Records from a dataset >>

Segment Open

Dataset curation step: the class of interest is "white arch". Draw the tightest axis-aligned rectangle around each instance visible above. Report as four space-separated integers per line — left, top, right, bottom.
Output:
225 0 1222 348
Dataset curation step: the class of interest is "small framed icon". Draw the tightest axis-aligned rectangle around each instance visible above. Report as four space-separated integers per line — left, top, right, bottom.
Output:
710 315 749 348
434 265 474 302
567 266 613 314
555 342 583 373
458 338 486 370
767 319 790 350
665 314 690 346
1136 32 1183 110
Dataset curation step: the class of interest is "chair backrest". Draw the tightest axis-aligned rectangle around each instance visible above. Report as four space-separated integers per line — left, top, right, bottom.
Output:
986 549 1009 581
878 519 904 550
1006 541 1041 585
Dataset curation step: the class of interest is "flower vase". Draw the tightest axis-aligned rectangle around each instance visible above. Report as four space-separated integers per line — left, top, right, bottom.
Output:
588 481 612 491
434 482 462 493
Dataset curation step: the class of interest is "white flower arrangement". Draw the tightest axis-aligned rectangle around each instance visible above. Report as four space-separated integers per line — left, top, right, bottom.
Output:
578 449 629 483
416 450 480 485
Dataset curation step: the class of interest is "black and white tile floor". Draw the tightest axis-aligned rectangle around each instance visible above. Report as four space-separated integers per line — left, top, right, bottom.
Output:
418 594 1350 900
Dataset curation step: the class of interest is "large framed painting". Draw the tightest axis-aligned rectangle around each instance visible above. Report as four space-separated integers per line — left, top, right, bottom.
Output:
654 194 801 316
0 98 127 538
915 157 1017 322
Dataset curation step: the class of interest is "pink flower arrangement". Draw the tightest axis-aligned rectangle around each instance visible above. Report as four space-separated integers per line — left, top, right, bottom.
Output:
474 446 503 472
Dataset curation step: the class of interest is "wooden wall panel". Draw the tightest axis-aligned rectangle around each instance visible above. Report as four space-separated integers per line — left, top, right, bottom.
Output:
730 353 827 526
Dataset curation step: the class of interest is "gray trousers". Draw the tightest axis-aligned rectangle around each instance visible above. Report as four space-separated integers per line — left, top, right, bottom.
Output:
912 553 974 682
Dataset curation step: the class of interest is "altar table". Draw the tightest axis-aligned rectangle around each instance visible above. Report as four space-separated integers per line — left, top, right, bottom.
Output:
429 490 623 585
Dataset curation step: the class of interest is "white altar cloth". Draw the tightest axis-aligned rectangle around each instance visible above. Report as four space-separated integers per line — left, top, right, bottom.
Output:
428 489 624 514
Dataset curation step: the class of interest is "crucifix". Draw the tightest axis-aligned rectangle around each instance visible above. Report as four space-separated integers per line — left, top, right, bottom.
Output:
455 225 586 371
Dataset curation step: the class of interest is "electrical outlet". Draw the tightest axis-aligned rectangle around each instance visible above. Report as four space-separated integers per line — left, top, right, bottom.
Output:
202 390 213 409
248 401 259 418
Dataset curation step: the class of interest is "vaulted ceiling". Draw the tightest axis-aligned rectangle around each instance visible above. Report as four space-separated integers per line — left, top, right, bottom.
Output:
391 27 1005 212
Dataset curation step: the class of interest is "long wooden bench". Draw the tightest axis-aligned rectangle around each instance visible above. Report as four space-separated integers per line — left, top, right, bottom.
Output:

Segment Closed

What needs to be done >> What is needed is an exact transcription of every entry above.

Answer to the exercise >>
Dataset curation step: the class of interest is "white arch". Draw the tightest axis-aligned rectangle around each instance visible above. Report as four space-separated integers per line — left, top, right, bottom.
Output:
225 0 1222 348
Dataset curation step: the class of interest is "small framed icon". Draw the tightest axis-aligned rectangle around each instance visible above. Report as four space-separated integers per line — left, top, right, bottom.
Output:
710 315 749 348
434 265 474 302
567 266 613 314
555 342 583 373
458 338 486 370
767 319 790 350
665 314 690 346
1136 32 1183 110
Dataset curation step: the class of interest is "chair backrest". Draw the tightest axis-aligned rectangle around each instance visible above. Report as four space-separated integers per line — left, top, right, bottom.
Output:
986 549 1009 581
878 519 904 550
1006 541 1041 585
Dataset curation step: the class of interest is "flower vase". Draw the tightest axis-aligned rectangle around each instance visible above. Report as four space-separated integers per line — left, top, right, bottom.
Output:
588 481 612 491
434 482 462 493
Dataset curation step: the class of interest is "white flower arrangement". Draw the tightest axis-aligned rectangle around each instance visible above. Report as four space-separated integers per line — left, top, right, bottom.
Output:
578 449 629 483
416 450 480 485
Dataset curation step: the class of interest is "black and white tile floor". Draw the tightest axis-aligned rectangle around each instance visible above. Report as four space-separated integers per line — left, top, right, bottom.
Output:
418 594 1350 900
Dataset curation step: the class of interest is "large framed painting". Draw the tightest axis-aligned rectangle around each instance visible above. Report as four space-separated integers per line — left, top, right, bottom.
Output:
654 194 801 316
0 98 127 538
915 157 1017 322
Dataset curation step: the class of interest is "pink flower arrangement". Draw the tightest axis-aligned rectangle around each instance visible above. Report as four space-separated integers per line — left, top, right, bottom.
Output:
474 446 503 472
Dataset curation step: the class of interest is "wooden wall panel". Draw the tightest axis-aligned rectangle around each instance visible above. Report as four space-separated integers per line — left, top, right, bottom.
Output:
730 353 827 526
Dataset curation step: the class of interest is "gray trousers". Draw the tightest axis-aligned rectangle around each instance visible above. Report as four space-separated integers per line — left, top, right, bottom.
Output:
912 553 974 682
Dataset curation step: the class of interest is "altar table". Draw the tightest axis-aligned rectangle around each instance visible above. Report as four space-separated integers per line — left, top, right, bottom.
Output:
429 490 623 585
Dataset curation step: the class of interest is "white altar cloth". Draw the tightest axis-aligned rectangle around each instance visible above. Report as four space-separated integers per line — left, top, right, bottom.
Output:
428 489 624 514
Dataset curation step: the class of interest is "crucifix". Draw the tightest axis-aligned rectangle around each instance visible above. Report as four space-separated integers per line — left, top, right, bottom.
Output:
455 225 586 371
Dataset curation step: the class of interest is "electrical outlet". Draw the tightest axis-aligned rectangle around each instance visible above. Report as four space-separated integers per line — left, top, right, bottom.
Output:
202 390 213 409
248 401 259 418
Dataset curation step: the class of interest is "vaulted ceiling". Draw the tightest axis-aligned rectangle around each instance visible above. Report as four space-separated integers per line — left, top, right, bottom.
Output:
391 27 1005 212
Dataset curation step: the class of interest is "long wooden bench". Draw the tightest axis-aligned rectangle around each instance visible above. Report as four space-separated integers per line — left, top, right, bottom.
Output:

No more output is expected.